* Raw records
····················
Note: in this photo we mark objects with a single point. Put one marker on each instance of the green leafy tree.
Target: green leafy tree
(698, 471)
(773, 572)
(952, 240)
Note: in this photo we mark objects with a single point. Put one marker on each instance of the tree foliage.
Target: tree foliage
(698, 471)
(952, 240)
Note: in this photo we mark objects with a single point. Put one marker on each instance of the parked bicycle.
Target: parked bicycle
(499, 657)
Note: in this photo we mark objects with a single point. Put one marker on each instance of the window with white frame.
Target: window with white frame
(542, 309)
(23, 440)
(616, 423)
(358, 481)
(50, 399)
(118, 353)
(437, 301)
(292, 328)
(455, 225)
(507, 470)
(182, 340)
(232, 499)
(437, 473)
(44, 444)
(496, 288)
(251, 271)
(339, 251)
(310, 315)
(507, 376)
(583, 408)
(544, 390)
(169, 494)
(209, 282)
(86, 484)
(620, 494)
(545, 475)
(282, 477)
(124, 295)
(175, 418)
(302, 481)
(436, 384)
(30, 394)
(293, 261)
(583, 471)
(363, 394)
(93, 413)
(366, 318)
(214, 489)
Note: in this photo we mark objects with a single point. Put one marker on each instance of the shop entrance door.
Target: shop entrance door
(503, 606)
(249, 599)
····················
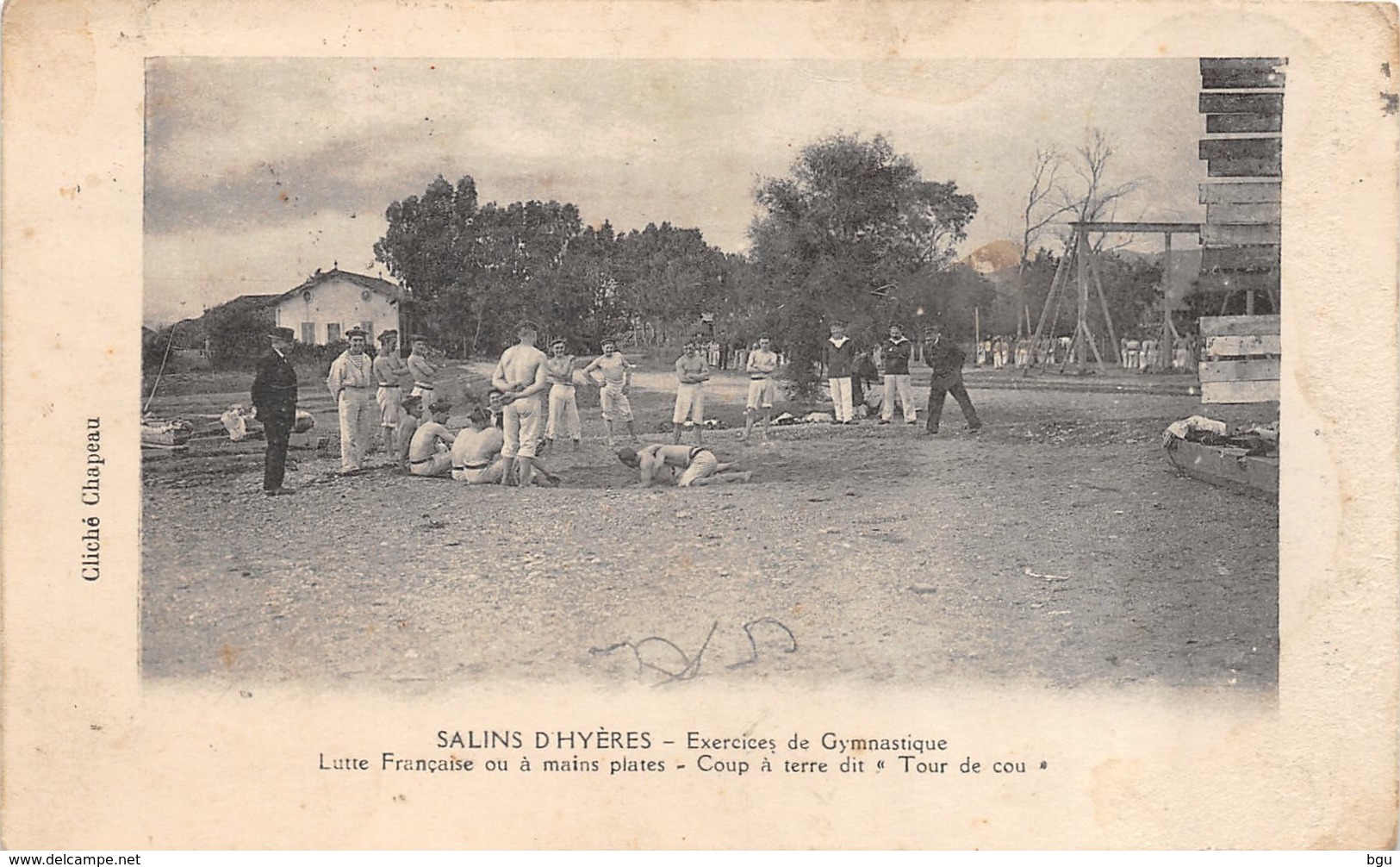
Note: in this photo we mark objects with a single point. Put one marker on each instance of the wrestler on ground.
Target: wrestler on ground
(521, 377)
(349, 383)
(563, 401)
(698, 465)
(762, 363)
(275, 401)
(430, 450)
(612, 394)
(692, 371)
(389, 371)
····················
* What the task requires
How many lines of the material above contain the word "frame"? Reply with the number alone.

* Expected answer
2